> LO QUE SE PIDE
Presenta como tabla Markdown las líneas que van desde la que contiene "form (293, 67)." hasta la que contiene "Target: jaguar's tail", ambas incluidas, omitiendo las líneas en blanco. Usa dos columnas: «N.º» para el número de fila y «Línea» para el texto de cada línea.

> DATOS SIN PROCESAR
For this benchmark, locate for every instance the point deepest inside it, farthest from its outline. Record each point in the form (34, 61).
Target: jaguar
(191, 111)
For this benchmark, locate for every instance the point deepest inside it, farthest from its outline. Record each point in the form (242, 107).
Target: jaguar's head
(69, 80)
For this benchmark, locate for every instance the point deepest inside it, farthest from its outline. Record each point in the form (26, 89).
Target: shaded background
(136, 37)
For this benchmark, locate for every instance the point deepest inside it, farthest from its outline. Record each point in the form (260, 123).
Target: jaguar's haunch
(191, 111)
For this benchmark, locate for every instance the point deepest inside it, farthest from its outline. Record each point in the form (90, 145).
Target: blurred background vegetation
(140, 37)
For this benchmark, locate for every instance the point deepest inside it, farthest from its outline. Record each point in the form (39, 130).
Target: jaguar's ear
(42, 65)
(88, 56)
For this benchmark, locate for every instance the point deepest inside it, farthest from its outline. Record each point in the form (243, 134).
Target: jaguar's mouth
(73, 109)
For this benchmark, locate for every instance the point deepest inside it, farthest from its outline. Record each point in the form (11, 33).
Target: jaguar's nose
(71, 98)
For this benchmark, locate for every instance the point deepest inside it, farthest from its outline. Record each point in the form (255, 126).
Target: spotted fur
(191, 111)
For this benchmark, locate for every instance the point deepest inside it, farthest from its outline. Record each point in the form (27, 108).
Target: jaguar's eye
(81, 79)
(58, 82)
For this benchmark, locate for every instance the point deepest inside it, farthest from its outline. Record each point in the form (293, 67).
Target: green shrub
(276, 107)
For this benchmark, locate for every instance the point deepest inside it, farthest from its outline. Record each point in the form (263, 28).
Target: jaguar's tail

* * *

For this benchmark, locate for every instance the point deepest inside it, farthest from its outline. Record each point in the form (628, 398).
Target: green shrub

...

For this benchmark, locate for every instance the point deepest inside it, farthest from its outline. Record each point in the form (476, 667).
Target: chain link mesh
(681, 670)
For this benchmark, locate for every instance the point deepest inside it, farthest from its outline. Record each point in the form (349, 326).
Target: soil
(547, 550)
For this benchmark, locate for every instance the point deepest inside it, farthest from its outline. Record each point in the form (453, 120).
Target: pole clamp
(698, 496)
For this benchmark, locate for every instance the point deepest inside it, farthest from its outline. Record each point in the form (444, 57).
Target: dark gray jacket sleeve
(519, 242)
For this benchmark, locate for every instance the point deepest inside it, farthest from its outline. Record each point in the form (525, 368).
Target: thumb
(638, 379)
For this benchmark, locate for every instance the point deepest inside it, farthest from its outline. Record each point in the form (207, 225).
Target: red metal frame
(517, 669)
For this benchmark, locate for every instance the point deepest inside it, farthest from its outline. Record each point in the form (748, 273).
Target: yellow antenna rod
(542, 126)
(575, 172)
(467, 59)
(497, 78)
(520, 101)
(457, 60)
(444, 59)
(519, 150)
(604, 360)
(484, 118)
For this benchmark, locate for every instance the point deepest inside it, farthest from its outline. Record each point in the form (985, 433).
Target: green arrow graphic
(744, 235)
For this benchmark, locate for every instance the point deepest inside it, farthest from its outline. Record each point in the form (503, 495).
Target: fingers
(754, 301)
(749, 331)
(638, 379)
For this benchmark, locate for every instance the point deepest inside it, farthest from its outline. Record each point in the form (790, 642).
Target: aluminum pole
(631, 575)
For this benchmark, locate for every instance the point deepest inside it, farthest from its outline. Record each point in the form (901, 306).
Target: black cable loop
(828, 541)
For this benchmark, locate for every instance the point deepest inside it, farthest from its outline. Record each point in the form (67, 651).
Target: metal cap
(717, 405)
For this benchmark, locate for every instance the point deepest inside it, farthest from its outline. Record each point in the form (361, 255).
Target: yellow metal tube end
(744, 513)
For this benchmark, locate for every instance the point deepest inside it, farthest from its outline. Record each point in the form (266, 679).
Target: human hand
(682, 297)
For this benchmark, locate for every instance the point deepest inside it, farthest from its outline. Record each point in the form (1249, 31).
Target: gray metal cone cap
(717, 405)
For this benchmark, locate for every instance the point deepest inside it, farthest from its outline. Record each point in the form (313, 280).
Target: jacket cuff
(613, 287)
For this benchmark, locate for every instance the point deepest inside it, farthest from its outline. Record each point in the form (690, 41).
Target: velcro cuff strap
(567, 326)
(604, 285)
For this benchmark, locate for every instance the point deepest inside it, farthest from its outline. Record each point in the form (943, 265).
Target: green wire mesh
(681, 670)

> LA RESPUESTA
| N.º | Línea |
|---|---|
| 1 | For this benchmark, locate for every instance the point deepest inside it, farthest from its outline. Record each point in the form (293, 67). |
| 2 | Target: green shrub |
| 3 | (276, 107) |
| 4 | For this benchmark, locate for every instance the point deepest inside it, farthest from its outline. Record each point in the form (263, 28). |
| 5 | Target: jaguar's tail |